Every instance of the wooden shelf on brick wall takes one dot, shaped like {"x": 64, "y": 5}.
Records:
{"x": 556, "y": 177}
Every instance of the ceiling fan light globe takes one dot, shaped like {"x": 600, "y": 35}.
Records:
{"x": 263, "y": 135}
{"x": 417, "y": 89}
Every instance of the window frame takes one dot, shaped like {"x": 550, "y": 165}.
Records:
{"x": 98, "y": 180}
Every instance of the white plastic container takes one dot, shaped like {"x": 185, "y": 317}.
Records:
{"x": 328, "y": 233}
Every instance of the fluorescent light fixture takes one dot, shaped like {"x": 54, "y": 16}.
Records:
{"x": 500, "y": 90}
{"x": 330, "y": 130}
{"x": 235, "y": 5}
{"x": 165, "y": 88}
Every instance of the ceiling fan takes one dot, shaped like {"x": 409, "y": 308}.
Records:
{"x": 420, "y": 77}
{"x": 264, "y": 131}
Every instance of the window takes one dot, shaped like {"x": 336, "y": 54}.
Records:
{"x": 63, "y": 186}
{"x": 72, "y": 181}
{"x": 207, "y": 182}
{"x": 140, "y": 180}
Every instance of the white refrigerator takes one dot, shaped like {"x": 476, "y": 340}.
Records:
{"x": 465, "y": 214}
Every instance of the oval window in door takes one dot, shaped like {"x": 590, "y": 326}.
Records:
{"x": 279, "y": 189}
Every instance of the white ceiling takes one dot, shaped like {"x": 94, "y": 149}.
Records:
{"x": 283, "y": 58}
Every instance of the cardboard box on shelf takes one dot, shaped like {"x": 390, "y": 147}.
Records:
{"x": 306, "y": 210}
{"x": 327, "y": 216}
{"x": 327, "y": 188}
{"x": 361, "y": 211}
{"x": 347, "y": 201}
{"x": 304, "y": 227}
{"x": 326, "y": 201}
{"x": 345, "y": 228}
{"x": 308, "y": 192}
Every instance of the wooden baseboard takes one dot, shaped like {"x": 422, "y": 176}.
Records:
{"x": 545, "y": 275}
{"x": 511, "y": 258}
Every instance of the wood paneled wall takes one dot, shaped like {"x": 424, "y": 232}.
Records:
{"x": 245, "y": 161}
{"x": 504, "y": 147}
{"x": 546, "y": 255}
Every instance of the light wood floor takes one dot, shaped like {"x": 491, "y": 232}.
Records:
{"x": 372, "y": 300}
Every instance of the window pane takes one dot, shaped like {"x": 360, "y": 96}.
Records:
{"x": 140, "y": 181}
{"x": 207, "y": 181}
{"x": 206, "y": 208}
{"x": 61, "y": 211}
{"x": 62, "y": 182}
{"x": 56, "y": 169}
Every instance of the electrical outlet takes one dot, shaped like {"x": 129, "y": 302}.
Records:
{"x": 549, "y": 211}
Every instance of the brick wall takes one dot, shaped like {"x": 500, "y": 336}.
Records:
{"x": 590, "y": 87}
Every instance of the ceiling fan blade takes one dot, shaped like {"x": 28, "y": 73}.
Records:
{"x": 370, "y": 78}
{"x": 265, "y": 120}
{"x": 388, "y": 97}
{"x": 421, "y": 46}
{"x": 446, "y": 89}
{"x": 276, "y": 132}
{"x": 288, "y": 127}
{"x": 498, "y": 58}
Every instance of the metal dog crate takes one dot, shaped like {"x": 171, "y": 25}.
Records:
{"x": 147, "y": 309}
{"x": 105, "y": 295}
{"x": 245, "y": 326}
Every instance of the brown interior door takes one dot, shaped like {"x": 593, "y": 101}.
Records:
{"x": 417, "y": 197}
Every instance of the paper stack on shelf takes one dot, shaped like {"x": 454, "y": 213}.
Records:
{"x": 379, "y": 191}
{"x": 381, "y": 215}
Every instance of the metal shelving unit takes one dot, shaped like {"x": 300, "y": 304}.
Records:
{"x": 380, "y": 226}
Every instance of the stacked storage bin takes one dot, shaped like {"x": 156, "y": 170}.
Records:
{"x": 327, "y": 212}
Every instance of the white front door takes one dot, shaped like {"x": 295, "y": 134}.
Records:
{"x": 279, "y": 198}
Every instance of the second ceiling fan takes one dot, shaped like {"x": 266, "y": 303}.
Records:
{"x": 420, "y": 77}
******
WORK REQUEST - All of the entries must be printed again exactly as given.

EXERCISE SOLUTION -
Every instance of the wooden shelf on brick wall takes one dot, shaped like {"x": 64, "y": 5}.
Records:
{"x": 556, "y": 177}
Every instance of the ceiling fan light globe takes one dot, shaped like {"x": 600, "y": 35}.
Records:
{"x": 263, "y": 135}
{"x": 417, "y": 89}
Every instance of the window frame takes one dot, shaped like {"x": 550, "y": 165}.
Records:
{"x": 98, "y": 180}
Every instance of the white plastic container takes one dot, shaped like {"x": 185, "y": 317}.
Records:
{"x": 328, "y": 233}
Every instance of the fluorescent light fixture takes one dot, shaped like {"x": 54, "y": 16}.
Records:
{"x": 500, "y": 90}
{"x": 330, "y": 130}
{"x": 235, "y": 5}
{"x": 165, "y": 88}
Every instance of the ceiling fan takes one dot, shaped like {"x": 409, "y": 308}.
Records:
{"x": 420, "y": 77}
{"x": 264, "y": 131}
Every instance of the window takes one dot, shaped like {"x": 336, "y": 54}.
Records:
{"x": 63, "y": 186}
{"x": 72, "y": 181}
{"x": 207, "y": 182}
{"x": 140, "y": 180}
Every instance of the white refrigerator takes one dot, shaped like {"x": 476, "y": 340}.
Records:
{"x": 465, "y": 214}
Every instance of the oval window in door takes one dot, shaped like {"x": 590, "y": 326}.
Records:
{"x": 279, "y": 189}
Every instance of the white ceiling takes one dot, shaped like {"x": 94, "y": 149}.
Records:
{"x": 283, "y": 58}
Every instance of the cardboard box on shelf takes one dot, shaped like {"x": 390, "y": 147}.
Records:
{"x": 306, "y": 210}
{"x": 327, "y": 216}
{"x": 327, "y": 188}
{"x": 361, "y": 211}
{"x": 347, "y": 201}
{"x": 304, "y": 227}
{"x": 326, "y": 201}
{"x": 345, "y": 228}
{"x": 308, "y": 192}
Every instance of the wooden baseboard takes one dot, shaped like {"x": 422, "y": 176}.
Records:
{"x": 545, "y": 275}
{"x": 511, "y": 258}
Every instance of the wood paneled wall takes one dot, shaped like {"x": 424, "y": 232}.
Records:
{"x": 245, "y": 161}
{"x": 504, "y": 147}
{"x": 546, "y": 255}
Every instance of the light wood floor takes one dot, shaped like {"x": 491, "y": 232}.
Records:
{"x": 372, "y": 300}
Every instance of the window pane takes one dot, shaped like {"x": 360, "y": 96}.
Records:
{"x": 140, "y": 181}
{"x": 207, "y": 181}
{"x": 206, "y": 208}
{"x": 61, "y": 211}
{"x": 62, "y": 182}
{"x": 56, "y": 169}
Every instance of the electrical outlet takes one dot, shaped like {"x": 129, "y": 302}.
Records:
{"x": 549, "y": 211}
Every instance of the brick wall takes one dot, shaped like {"x": 500, "y": 336}.
Records:
{"x": 590, "y": 87}
Every instance of the ceiling fan blade takes one dot, shaped like {"x": 28, "y": 73}.
Records:
{"x": 370, "y": 78}
{"x": 265, "y": 120}
{"x": 388, "y": 97}
{"x": 421, "y": 46}
{"x": 446, "y": 89}
{"x": 276, "y": 132}
{"x": 288, "y": 127}
{"x": 498, "y": 58}
Every instance of the metal dog crate takes one dot, shaped like {"x": 171, "y": 25}.
Records:
{"x": 147, "y": 309}
{"x": 105, "y": 295}
{"x": 245, "y": 326}
Every instance of the brown interior door takes one dot, shaped like {"x": 593, "y": 101}.
Records:
{"x": 417, "y": 197}
Every instance of the paper stack on shelf takes one dot, shaped like {"x": 454, "y": 213}.
Records:
{"x": 379, "y": 191}
{"x": 381, "y": 215}
Every instance of the metal shelving unit takes one dot, shaped like {"x": 300, "y": 304}.
Records:
{"x": 380, "y": 226}
Every instance of the stacked storage bin takes one dot, shaped like {"x": 156, "y": 170}.
Records:
{"x": 327, "y": 212}
Every instance of the white front door takes one dot, shaped like {"x": 295, "y": 134}.
Records:
{"x": 279, "y": 198}
Every instance of the second ceiling fan takes one dot, shaped like {"x": 266, "y": 303}.
Records:
{"x": 420, "y": 77}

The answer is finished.